◆ **Exercise goal**:
Your task is to write out the lines from the line containing "Identify the gray" through the last line of the material, exactly.

Entries from a point annotation set:
------------------------

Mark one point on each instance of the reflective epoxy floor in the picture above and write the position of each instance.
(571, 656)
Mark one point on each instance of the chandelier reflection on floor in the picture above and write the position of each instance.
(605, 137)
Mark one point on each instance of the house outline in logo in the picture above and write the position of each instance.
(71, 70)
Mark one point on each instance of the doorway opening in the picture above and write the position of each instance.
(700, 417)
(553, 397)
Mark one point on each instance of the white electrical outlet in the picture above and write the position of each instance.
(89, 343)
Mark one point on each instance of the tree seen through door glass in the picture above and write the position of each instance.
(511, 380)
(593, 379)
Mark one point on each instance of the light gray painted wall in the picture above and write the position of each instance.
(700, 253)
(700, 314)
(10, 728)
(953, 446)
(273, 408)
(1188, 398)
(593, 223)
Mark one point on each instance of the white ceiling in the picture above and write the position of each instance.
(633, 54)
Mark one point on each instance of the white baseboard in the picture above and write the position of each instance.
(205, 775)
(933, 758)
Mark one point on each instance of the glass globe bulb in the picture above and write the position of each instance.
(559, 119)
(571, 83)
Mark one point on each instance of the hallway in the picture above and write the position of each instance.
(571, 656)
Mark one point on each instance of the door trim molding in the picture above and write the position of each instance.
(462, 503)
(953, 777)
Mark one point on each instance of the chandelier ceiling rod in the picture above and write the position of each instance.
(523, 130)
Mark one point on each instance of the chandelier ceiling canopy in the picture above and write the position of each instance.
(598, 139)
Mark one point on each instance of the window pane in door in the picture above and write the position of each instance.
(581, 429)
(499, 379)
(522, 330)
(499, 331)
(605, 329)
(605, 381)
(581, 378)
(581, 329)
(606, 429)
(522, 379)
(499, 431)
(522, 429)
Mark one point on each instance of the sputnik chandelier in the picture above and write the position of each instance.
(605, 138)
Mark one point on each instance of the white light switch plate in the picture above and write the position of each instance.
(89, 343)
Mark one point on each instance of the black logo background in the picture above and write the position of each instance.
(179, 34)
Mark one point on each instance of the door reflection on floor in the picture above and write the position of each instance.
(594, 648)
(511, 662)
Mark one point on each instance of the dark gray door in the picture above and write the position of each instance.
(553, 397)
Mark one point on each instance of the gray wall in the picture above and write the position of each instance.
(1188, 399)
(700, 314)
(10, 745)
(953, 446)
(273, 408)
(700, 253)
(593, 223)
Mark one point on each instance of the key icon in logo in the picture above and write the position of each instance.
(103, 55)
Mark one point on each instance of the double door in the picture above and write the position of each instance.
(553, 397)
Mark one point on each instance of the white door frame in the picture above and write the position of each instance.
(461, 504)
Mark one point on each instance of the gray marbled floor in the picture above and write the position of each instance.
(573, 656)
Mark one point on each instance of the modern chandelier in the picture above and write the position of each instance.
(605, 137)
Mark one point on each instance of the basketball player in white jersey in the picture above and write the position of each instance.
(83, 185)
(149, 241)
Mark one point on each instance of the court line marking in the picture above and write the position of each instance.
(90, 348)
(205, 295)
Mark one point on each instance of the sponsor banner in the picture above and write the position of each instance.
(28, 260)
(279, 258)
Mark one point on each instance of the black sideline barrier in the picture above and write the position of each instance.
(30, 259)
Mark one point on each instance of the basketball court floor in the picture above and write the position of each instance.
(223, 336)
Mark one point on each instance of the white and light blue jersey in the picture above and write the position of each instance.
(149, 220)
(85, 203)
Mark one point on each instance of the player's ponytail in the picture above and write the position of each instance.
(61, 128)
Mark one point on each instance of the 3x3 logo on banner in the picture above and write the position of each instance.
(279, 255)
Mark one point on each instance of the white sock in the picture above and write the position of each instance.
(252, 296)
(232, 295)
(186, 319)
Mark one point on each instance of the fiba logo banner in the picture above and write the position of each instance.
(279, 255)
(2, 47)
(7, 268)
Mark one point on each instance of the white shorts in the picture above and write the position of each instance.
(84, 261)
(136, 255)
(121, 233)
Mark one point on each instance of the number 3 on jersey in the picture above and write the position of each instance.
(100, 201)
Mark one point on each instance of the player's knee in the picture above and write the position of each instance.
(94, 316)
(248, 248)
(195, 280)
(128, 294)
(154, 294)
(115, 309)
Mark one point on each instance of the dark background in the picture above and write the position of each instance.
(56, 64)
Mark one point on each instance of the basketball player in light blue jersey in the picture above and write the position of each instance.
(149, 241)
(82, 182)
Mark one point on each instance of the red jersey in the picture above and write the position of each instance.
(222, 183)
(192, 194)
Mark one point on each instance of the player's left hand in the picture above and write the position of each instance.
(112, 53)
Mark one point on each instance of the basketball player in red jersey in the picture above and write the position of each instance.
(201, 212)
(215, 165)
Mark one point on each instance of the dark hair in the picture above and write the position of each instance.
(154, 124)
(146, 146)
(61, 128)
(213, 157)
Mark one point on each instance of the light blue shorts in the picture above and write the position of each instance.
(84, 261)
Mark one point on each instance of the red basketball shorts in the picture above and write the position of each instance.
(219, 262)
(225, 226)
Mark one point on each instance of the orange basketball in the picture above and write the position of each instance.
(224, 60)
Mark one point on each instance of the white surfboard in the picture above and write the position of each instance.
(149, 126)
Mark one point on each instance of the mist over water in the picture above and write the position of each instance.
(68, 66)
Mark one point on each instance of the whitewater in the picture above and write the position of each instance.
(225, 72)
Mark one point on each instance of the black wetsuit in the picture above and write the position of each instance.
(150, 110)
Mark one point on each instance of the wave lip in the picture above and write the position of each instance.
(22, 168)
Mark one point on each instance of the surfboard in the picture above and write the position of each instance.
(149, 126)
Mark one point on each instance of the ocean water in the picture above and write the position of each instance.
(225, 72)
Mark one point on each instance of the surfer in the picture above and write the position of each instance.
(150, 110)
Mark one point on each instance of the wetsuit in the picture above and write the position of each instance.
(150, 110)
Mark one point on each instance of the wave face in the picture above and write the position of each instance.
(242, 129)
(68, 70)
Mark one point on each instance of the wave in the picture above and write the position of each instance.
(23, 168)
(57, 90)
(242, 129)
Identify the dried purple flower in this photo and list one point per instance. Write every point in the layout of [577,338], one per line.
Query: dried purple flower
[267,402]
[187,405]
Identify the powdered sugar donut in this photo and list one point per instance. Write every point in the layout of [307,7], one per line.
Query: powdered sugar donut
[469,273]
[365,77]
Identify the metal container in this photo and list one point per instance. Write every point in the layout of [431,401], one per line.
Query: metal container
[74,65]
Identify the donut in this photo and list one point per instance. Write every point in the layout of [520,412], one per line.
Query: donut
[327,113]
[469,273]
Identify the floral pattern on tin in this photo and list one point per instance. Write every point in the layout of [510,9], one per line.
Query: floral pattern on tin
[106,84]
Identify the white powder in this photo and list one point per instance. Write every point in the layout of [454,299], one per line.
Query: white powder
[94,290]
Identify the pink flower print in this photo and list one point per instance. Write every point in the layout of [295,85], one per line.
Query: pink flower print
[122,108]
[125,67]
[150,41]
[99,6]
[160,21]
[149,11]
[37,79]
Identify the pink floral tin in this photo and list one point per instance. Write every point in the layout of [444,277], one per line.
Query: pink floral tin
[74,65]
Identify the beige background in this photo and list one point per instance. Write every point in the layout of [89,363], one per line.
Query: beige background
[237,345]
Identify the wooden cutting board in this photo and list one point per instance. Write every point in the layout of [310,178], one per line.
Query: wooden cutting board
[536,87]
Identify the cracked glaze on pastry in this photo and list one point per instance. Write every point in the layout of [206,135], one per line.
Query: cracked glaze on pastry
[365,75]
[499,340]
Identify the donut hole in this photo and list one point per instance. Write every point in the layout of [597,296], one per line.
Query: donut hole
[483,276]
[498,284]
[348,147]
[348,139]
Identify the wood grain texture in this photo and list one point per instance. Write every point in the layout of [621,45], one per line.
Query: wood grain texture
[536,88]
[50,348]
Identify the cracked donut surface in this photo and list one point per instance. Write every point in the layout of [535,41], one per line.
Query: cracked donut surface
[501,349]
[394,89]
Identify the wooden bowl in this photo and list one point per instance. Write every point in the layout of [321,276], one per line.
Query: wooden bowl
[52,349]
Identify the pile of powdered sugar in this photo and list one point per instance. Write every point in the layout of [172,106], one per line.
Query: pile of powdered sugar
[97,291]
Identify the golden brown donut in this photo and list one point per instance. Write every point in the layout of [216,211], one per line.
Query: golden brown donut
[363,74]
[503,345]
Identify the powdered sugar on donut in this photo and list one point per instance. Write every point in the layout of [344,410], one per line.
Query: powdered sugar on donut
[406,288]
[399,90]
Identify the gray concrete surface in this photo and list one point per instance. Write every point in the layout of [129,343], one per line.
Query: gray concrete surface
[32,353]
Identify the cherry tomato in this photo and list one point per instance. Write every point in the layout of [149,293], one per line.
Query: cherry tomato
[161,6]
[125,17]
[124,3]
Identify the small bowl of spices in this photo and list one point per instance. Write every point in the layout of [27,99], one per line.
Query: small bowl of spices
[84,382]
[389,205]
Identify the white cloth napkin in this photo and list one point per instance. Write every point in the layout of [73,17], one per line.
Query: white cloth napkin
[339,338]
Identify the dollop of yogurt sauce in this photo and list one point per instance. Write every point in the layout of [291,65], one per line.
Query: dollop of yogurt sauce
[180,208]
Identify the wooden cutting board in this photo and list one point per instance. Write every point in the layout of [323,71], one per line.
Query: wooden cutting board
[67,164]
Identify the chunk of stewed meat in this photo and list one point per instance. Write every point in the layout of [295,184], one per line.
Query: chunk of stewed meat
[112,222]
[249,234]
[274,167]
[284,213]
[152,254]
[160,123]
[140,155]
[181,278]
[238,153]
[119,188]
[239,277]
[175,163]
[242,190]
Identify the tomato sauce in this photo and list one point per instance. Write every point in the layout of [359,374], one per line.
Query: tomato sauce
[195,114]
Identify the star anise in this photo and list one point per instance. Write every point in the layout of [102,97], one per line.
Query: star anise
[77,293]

------------------------

◆ **Complete answer**:
Identify the gray concrete surface in this photo and list one point per instance. Write every point in the layout of [129,343], one per line.
Query: gray concrete surface
[32,353]
Identify the cherry tomato in this photo and list one point per instance. Write every point in the layout of [149,293], one per line.
Query: cherry tomato
[161,6]
[125,17]
[124,3]
Identify the small bowl of spices in this photo and list one point per instance. Write every point in the layout of [27,99], one per line.
Query: small bowl of spices
[84,382]
[389,205]
Identify the white cloth napkin in this photo and list one point per instance. Write every point in the layout of [73,17], one per line.
Query: white cloth napkin
[339,338]
Identify the dollop of yogurt sauce in this photo and list one point per instance. Write every point in the layout of [291,65], one per line.
Query: dollop of yogurt sauce
[180,208]
Identify the wooden cutting board in this photo and list one point per instance. Write every point in the layout of [323,71], one per line.
Query: wooden cutting board
[67,164]
Identify the chunk of stewed meat in this photo and list one point per instance. Write every point in the layout of [295,184], one per line.
Query: chunk of stewed meat
[112,222]
[249,234]
[274,167]
[284,213]
[152,254]
[160,123]
[140,155]
[181,278]
[238,153]
[119,188]
[239,277]
[175,163]
[242,190]
Identify the tomato sauce in this photo and list one point per instance. Write every point in the layout of [359,374], one per line.
Query: tomato sauce
[195,114]
Identify the star anise in this photo and list one point per instance. Write every point in the layout of [102,97], one per line.
Query: star anise
[77,293]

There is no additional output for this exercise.